For each entry, restate it word for word while omitting any image it holds.

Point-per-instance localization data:
<<<<
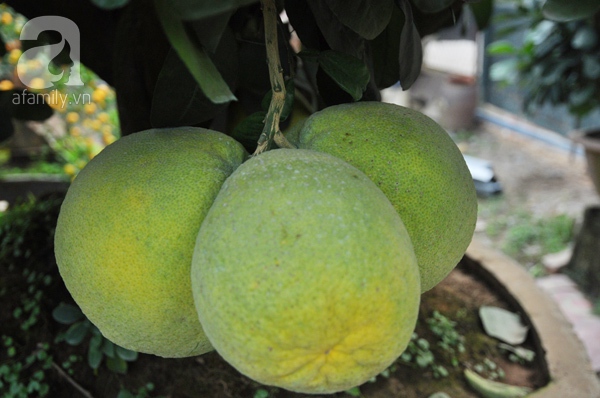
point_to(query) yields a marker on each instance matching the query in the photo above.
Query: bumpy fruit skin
(126, 234)
(303, 274)
(418, 167)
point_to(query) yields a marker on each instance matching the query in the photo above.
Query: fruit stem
(271, 130)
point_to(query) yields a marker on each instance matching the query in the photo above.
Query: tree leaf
(248, 130)
(110, 4)
(430, 6)
(116, 365)
(591, 67)
(368, 18)
(503, 325)
(209, 31)
(338, 36)
(197, 61)
(504, 71)
(570, 10)
(108, 348)
(482, 11)
(95, 354)
(350, 73)
(290, 91)
(198, 9)
(77, 332)
(386, 51)
(501, 47)
(67, 314)
(585, 38)
(411, 50)
(177, 98)
(493, 389)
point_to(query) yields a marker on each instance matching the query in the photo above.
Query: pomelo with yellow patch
(126, 234)
(415, 163)
(303, 274)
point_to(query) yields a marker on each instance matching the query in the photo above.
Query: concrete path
(578, 310)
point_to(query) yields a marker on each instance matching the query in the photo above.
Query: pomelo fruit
(304, 276)
(418, 167)
(126, 234)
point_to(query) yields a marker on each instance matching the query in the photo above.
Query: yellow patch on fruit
(90, 108)
(126, 234)
(303, 274)
(14, 55)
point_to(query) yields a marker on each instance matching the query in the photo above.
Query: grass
(523, 236)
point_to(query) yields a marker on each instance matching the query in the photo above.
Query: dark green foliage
(558, 62)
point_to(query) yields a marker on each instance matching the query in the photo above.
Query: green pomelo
(303, 274)
(418, 167)
(127, 230)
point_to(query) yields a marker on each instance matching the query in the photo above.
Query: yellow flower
(75, 131)
(6, 85)
(56, 100)
(72, 117)
(106, 129)
(108, 138)
(96, 124)
(99, 95)
(6, 18)
(14, 55)
(37, 83)
(89, 108)
(104, 117)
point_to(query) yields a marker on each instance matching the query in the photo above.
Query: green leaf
(386, 52)
(411, 50)
(570, 10)
(95, 354)
(290, 90)
(493, 389)
(585, 38)
(196, 59)
(579, 97)
(591, 67)
(482, 10)
(125, 354)
(198, 9)
(77, 332)
(178, 100)
(501, 47)
(67, 314)
(116, 365)
(504, 71)
(248, 130)
(209, 31)
(368, 18)
(125, 394)
(431, 6)
(350, 73)
(503, 325)
(338, 36)
(110, 4)
(108, 348)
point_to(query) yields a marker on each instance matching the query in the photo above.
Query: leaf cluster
(557, 63)
(350, 50)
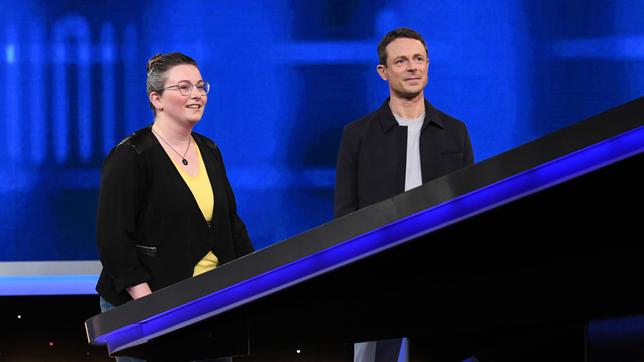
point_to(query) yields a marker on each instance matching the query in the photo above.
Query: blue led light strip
(494, 195)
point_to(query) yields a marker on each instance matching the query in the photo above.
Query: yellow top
(202, 191)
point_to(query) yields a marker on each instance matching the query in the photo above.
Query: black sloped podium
(545, 233)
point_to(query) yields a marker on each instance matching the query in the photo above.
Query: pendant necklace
(183, 158)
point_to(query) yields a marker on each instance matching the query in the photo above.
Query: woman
(166, 210)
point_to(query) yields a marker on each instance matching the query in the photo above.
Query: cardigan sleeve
(468, 152)
(346, 175)
(119, 200)
(241, 240)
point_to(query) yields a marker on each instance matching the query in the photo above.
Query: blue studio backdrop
(286, 76)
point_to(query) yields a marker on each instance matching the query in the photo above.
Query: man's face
(406, 68)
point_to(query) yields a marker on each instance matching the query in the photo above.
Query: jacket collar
(388, 121)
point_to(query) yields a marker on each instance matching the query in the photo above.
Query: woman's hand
(139, 290)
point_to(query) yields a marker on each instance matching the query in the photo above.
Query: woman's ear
(155, 99)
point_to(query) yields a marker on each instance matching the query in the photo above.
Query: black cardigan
(373, 156)
(149, 226)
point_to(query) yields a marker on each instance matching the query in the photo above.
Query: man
(406, 142)
(400, 146)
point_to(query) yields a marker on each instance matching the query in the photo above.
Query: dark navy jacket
(373, 155)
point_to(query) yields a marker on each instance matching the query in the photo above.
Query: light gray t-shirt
(413, 173)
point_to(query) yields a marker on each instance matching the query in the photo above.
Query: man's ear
(155, 99)
(382, 71)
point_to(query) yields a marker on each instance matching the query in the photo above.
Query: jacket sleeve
(119, 200)
(468, 153)
(346, 175)
(241, 240)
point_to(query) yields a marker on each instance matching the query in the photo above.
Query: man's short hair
(393, 35)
>>>>
ANSWER BOX:
point_to(query) yields a marker on each instance matching the query in the photo above.
Query: bumpy fruit skin
(126, 234)
(303, 274)
(418, 167)
point_to(query) yields a marker on each instance matching the query in the photo above.
Query: fruit stem
(271, 130)
point_to(query) yields a marker on each instance matching the query in the photo above.
Query: tree leaf
(248, 130)
(110, 4)
(430, 6)
(116, 365)
(591, 67)
(368, 18)
(503, 325)
(209, 31)
(338, 36)
(197, 61)
(504, 71)
(570, 10)
(108, 348)
(482, 11)
(95, 354)
(350, 73)
(290, 91)
(198, 9)
(77, 332)
(386, 51)
(501, 47)
(67, 314)
(585, 38)
(411, 50)
(177, 98)
(493, 389)
point_to(query) yields a marker on each instance matching the query in the photo above.
Query: pomelo with yellow patch
(126, 234)
(415, 163)
(303, 274)
point_to(query) yields a marker on each instance matching the query in the photo above.
Query: concrete path
(578, 310)
point_to(query) yields a marker on each instance matching the query in the photo above.
Query: pomelo fruit
(304, 276)
(418, 167)
(126, 234)
point_to(query) yields a marker on each instance matching the query in the photo above.
Query: yellow patch on fruit
(90, 108)
(126, 234)
(303, 274)
(14, 55)
point_to(query) yields a marker on each instance matching the query in the photo above.
Query: grass
(523, 236)
point_to(query) yields a marker on each instance matching the query in the photo above.
Query: dark green foliage
(558, 62)
point_to(query) yields a marker on each instance matching the query in the photo above.
Query: green pomelo
(303, 274)
(418, 167)
(127, 230)
point_to(query) yields a marker on each instance matching the query in the photo above.
Query: yellow flower
(75, 131)
(6, 85)
(56, 100)
(72, 117)
(106, 129)
(108, 138)
(96, 124)
(99, 95)
(6, 18)
(14, 55)
(37, 83)
(89, 108)
(104, 117)
point_to(query) yields a marker on each instance matching the query in the photo above.
Query: green leaf
(386, 52)
(411, 50)
(570, 10)
(95, 354)
(290, 90)
(493, 389)
(585, 38)
(196, 59)
(579, 97)
(591, 67)
(482, 10)
(125, 354)
(198, 9)
(77, 332)
(178, 100)
(501, 47)
(67, 314)
(116, 365)
(504, 71)
(248, 130)
(209, 31)
(368, 18)
(125, 394)
(431, 6)
(350, 73)
(503, 325)
(338, 36)
(110, 4)
(108, 348)
point_to(query) yields a marker on each instance matching the query in the photo above.
Query: leaf cluster
(557, 63)
(350, 50)
point_to(query) yields a marker on each instance matching the query in the photo above.
Query: blue led light strip
(494, 195)
point_to(query) yields a marker on each instance matching the query in the photo above.
Query: yellow top
(202, 191)
point_to(query) yields a marker on each instance matching the query in the photo above.
Query: black sloped podium
(545, 233)
point_to(query) yields a marker on each instance matching the query in the photo above.
Query: pendant necklace
(183, 158)
point_to(query) yields a marker on each instance matching the query in the photo above.
Query: woman
(166, 210)
point_to(query) yields a marker on each instance matching the query in the photo above.
Query: cardigan sleeve
(468, 152)
(346, 175)
(119, 200)
(241, 240)
point_to(query) yields a marker on each instance matching the query in the photo above.
Query: blue studio backdrop
(286, 76)
point_to(query) yields a marker on each instance matching the query in the photo above.
Query: man's face
(406, 68)
point_to(query) yields a marker on each instance matching the query in the photo above.
Query: jacket collar
(388, 121)
point_to(query) yields a marker on each instance matching the query in the photo above.
Query: woman's hand
(139, 290)
point_to(query) yields a marker on each instance matching the query in the photo above.
Query: woman's ear
(155, 99)
point_to(query) yields a marker on each instance matching the query in the photo above.
Query: black cardigan
(373, 156)
(149, 226)
point_to(query) yields a marker on each instance matching the query in the photo above.
Query: man
(406, 142)
(400, 146)
point_to(query) yields a marker on each instance matching the query in the photo above.
Query: dark navy jacket
(373, 155)
point_to(query) yields a marker on each instance matching the query in the photo above.
Query: light gray t-shirt
(413, 173)
point_to(query) yields a marker on each instance matching the query in the photo above.
Query: man's ear
(155, 99)
(382, 71)
point_to(query) yields a marker on each instance matching the query in the photo above.
Query: jacket sleeve
(119, 200)
(468, 153)
(346, 175)
(241, 240)
point_to(query) yields a marker on each instance matching the query in the photo above.
Query: man's short hair
(393, 35)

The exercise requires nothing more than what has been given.